SELECTED EXCERPT START

New twist in federal case
In addition to Thursday’s announcement by Deputy DA Frink, there is another new development in the case.
A new filing by the city in the family’s federal wrongful-death lawsuit against the city suggests that the officers did not follow their training in subduing Chasse — and that an internal Portland Police Bureau report on the incident would be so “highly prejudicial” to a jury’s objectivity that attorneys for the city are trying to keep it from being presented as evidence to show the case merited discipline by Mayor Tom Potter and Chief Sizer.
Filed by Deputy City Attorney James G. Rice, the city’s Nov. 6 brief argues that the Chasse family’s claims against Potter and Sizer should be separated from its case against the arresting officers because the family’s lawyer, Tom Steenson, plans to introduce as evidence a training division report on the incident. That report would unfairly bias the jury against the city’s case, Rice argued.
The city has filed for a protective order to ensure that many internal documents on the case are not revealed to the public pending the lawsuit’s outcome.
For that reason, the training division report is being kept secret. However, Rice’s briefing suggests that the training division did not approve of officers’ handling of Chasse — much as the equivalent training-division report had questioned Kaer’s actions in his 2006 shooting.

SELECTED EXCERPT END
INFORMATION SHOWN START

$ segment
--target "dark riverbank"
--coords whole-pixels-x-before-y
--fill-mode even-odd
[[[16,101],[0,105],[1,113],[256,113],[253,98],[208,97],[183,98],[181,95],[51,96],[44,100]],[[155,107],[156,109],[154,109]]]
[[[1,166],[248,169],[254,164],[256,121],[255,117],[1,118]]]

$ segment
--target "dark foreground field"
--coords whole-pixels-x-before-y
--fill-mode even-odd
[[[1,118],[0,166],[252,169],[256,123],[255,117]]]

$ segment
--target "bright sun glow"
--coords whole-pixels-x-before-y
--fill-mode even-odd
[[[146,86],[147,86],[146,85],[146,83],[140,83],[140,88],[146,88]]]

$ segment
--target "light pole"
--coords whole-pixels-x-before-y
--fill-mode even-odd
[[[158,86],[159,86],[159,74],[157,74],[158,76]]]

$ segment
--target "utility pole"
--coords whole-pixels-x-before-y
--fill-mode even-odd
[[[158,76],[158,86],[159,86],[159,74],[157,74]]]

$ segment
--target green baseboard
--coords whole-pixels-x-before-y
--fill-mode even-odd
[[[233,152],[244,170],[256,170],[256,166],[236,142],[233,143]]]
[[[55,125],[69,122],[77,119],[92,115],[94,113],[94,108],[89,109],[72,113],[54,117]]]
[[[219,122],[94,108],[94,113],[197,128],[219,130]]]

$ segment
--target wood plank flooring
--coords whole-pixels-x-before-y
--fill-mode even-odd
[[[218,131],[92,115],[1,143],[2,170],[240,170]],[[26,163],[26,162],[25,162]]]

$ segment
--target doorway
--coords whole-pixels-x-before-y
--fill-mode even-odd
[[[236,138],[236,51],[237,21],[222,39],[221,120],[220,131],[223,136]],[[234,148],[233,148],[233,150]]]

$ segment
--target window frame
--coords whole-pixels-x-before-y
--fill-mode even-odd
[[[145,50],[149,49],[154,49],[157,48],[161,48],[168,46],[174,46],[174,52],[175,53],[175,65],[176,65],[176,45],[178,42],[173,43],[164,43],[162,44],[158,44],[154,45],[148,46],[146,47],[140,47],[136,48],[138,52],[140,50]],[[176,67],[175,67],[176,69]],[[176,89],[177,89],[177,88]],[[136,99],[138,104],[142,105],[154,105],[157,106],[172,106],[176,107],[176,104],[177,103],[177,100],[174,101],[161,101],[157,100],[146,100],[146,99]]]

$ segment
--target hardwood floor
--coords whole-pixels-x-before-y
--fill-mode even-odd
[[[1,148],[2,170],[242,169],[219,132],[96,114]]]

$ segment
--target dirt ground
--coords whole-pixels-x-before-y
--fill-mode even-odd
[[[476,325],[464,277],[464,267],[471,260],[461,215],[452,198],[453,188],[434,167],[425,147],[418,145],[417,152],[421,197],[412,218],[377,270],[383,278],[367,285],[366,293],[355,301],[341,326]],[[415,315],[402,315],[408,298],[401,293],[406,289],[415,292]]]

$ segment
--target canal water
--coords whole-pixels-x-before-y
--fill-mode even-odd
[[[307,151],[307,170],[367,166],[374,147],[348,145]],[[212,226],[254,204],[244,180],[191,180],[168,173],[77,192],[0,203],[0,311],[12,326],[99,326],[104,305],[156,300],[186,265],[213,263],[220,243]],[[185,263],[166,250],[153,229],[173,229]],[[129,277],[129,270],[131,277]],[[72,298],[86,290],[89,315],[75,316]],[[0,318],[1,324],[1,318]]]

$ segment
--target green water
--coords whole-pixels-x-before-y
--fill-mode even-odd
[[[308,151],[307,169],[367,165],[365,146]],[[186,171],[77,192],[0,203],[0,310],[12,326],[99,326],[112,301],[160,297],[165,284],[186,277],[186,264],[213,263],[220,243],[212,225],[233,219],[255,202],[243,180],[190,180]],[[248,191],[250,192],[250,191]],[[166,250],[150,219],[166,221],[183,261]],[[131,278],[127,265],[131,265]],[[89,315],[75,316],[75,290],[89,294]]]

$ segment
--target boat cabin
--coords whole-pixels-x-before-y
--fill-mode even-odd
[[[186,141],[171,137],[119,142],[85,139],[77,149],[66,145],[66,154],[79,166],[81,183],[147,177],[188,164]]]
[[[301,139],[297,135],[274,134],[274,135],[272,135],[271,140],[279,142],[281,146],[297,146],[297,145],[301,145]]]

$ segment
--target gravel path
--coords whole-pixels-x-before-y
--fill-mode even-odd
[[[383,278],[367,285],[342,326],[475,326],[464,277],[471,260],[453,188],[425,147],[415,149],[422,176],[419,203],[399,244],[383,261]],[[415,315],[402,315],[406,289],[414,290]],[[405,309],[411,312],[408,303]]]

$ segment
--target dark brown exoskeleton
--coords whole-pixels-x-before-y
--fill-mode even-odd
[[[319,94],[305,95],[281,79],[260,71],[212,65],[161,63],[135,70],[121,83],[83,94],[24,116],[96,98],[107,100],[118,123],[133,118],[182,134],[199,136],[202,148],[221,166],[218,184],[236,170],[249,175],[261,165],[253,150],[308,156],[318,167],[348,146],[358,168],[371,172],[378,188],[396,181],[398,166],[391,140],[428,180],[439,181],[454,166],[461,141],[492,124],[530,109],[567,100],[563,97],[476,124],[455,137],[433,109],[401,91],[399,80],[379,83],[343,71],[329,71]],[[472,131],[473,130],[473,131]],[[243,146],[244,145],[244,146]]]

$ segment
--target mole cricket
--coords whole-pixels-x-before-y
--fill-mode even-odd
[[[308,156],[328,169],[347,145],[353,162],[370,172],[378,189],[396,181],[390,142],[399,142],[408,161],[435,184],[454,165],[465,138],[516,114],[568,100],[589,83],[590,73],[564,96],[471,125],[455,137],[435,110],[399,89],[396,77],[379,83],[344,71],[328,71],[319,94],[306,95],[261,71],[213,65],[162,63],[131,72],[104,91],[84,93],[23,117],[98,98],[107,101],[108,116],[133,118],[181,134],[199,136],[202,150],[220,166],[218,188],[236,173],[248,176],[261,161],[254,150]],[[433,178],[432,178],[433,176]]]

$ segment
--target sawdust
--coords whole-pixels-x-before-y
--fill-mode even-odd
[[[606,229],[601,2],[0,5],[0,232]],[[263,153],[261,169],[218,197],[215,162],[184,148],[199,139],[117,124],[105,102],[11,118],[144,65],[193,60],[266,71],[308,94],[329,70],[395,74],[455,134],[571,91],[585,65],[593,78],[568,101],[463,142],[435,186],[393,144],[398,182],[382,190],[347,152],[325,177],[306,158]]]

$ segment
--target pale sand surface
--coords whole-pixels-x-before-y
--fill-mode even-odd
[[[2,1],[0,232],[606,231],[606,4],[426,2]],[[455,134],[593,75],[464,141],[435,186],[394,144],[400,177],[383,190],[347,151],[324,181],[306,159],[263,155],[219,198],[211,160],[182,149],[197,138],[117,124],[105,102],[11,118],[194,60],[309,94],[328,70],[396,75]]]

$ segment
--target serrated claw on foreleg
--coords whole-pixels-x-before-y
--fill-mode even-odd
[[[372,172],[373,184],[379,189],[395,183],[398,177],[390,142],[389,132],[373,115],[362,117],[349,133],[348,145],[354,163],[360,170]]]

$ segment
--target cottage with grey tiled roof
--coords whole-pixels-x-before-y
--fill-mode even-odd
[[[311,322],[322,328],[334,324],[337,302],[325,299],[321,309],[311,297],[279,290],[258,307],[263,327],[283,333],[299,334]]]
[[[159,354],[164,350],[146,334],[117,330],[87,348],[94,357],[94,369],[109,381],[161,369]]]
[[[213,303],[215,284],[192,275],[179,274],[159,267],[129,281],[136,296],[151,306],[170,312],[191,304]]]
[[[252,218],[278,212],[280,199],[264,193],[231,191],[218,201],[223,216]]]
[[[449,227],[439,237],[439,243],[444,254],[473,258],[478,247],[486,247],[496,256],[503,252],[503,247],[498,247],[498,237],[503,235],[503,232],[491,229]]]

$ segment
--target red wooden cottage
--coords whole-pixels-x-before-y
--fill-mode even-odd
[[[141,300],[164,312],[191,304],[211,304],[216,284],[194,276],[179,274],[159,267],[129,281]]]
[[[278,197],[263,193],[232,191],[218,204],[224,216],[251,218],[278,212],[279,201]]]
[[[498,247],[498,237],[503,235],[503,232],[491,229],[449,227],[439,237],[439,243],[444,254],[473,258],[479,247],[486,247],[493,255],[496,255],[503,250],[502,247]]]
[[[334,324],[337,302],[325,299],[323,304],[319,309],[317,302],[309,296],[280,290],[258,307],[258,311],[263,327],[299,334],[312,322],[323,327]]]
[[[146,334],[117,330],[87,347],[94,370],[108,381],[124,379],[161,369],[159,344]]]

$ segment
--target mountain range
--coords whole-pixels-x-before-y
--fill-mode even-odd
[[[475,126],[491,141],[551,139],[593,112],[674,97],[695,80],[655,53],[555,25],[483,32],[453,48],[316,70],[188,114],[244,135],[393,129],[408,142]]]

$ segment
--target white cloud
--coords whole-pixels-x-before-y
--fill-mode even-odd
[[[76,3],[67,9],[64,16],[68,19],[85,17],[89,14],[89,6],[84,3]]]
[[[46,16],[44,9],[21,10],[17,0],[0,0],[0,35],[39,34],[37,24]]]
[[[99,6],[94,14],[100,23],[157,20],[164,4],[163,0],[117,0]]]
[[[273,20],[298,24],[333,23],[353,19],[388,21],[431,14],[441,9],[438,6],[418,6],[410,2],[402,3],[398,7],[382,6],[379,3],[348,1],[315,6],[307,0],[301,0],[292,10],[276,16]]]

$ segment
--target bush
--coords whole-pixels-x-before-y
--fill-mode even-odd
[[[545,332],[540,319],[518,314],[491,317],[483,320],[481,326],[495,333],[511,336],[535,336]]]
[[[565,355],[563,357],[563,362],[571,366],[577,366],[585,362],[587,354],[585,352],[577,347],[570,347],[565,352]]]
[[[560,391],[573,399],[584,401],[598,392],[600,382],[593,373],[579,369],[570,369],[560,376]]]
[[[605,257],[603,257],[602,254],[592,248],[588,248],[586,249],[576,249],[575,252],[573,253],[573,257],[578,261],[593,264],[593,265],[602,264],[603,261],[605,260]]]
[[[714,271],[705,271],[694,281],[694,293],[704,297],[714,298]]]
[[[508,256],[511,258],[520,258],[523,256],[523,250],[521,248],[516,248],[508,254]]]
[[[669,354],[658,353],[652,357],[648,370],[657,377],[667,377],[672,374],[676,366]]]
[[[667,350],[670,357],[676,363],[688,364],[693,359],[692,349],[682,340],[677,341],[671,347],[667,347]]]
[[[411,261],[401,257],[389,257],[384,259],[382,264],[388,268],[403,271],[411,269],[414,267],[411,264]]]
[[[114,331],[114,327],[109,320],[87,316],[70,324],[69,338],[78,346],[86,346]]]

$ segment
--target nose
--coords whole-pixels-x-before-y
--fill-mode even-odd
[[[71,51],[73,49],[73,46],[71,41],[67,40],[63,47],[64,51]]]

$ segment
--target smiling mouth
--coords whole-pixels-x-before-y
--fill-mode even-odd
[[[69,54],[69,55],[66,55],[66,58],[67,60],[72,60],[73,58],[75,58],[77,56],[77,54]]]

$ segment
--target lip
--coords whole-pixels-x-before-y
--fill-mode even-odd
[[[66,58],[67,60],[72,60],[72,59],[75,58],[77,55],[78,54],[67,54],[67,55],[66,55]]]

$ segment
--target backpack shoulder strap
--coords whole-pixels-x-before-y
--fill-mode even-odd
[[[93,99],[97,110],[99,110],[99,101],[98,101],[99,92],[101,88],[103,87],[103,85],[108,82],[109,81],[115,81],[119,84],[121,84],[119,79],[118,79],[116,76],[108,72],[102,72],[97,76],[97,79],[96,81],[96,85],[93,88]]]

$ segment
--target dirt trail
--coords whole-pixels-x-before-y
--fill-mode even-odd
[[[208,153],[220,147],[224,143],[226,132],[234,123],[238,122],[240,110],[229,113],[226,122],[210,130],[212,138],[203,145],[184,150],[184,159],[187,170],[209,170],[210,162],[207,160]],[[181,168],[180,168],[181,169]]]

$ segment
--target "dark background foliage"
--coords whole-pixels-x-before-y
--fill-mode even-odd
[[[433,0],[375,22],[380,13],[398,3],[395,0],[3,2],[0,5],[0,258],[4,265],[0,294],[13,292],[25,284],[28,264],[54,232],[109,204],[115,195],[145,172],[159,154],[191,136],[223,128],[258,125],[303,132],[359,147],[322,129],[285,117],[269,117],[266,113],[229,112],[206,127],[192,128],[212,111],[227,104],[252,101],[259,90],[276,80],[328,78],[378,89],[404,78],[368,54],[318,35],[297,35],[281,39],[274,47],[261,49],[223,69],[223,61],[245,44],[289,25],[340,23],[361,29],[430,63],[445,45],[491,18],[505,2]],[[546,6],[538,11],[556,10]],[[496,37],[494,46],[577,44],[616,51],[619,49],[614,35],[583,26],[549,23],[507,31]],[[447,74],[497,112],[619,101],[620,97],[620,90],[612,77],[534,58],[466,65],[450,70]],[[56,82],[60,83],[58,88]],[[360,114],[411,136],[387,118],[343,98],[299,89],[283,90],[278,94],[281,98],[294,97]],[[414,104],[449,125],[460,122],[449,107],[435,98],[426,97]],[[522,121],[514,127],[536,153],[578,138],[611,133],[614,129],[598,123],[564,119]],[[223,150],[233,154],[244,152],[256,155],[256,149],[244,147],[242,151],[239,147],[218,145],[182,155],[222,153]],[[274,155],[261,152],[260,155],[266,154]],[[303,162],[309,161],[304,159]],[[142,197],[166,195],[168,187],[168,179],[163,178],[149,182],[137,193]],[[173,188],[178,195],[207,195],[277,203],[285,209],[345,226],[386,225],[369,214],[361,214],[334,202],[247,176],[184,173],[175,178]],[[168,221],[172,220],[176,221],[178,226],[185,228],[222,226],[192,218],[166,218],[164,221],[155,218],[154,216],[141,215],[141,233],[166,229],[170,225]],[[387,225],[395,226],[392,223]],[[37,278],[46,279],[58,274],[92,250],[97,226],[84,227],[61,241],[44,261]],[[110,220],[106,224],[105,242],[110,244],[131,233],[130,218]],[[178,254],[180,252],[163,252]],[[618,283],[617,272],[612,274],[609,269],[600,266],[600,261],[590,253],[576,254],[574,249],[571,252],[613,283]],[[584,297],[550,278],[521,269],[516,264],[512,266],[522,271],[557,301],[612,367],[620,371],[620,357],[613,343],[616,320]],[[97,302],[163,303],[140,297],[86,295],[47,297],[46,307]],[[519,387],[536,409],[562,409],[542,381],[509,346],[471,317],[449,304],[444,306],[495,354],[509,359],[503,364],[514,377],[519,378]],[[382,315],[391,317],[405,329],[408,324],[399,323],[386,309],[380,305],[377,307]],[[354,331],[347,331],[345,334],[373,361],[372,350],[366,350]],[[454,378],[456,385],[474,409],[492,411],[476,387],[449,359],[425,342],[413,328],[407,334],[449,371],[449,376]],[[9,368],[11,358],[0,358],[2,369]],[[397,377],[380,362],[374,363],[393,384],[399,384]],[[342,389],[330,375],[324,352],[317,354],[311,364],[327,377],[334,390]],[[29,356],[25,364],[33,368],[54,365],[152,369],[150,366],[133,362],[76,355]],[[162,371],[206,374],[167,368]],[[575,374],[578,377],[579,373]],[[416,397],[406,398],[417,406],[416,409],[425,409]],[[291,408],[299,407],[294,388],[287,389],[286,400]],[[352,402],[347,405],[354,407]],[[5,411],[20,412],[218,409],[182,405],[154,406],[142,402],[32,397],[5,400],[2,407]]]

INFORMATION SHOWN END

> **YOUR ASSIGNMENT**
Extend the news excerpt about the city's filing in the Chasse wrongful-death lawsuit, beginning after its final sentence. The entries play no part in the work on this text.

> **SOLVED PROBLEM**
Let us all simply stick to the issue here – that remains unresolved. Not parsing out city vs. officer responsibility as to consequence here (that is really only incredibly enough whether two officers should retain their jobs or not), not watering down interpretations of training reviews and internal reviews by the city, etc. Let’s all focus on the fact that – two years out – there is no one who is being held responsible for the death of a innocent man who legally left his home one day, legally walked down a street, legally was doing nothing to warrant police intervention (at least that has been shared with the public – other than the “memories” of two officers who have every reason after the fact to “not remember” the details of this one singular encounter, even though their professions require them to be stellar documenters of each and every “encounter” with the public they initiate).
Not to mention what happened after two Portland Police officer chose to menace (in my opinion) and assault, hog tie and deny medical treatment to a innocent citizen in their custody – who they had identified as having committed no societal crime – but most assuredly was – mentally ill. That FACT right before them not requiring of them – of course – any compassion, care, reinforcements – just – what has been documented in a certificate of death – a innocent man’s ceasing to exist.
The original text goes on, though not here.